# [Exercise prompt]
Present every line of the records below as a JSON list of strings, one string per line, leaving out blank lines.

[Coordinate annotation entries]
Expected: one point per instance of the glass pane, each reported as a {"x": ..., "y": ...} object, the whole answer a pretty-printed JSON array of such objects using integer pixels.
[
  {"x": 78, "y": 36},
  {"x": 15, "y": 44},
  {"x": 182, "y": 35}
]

# [Answer to this problem]
[
  "Expected: one point per instance of the glass pane, each reported as a {\"x\": ..., \"y\": ...} object, the whole answer a pretty-printed JSON array of such objects using integer pixels.",
  "[",
  "  {\"x\": 78, \"y\": 36},",
  "  {\"x\": 15, \"y\": 44},",
  "  {\"x\": 182, \"y\": 35}",
  "]"
]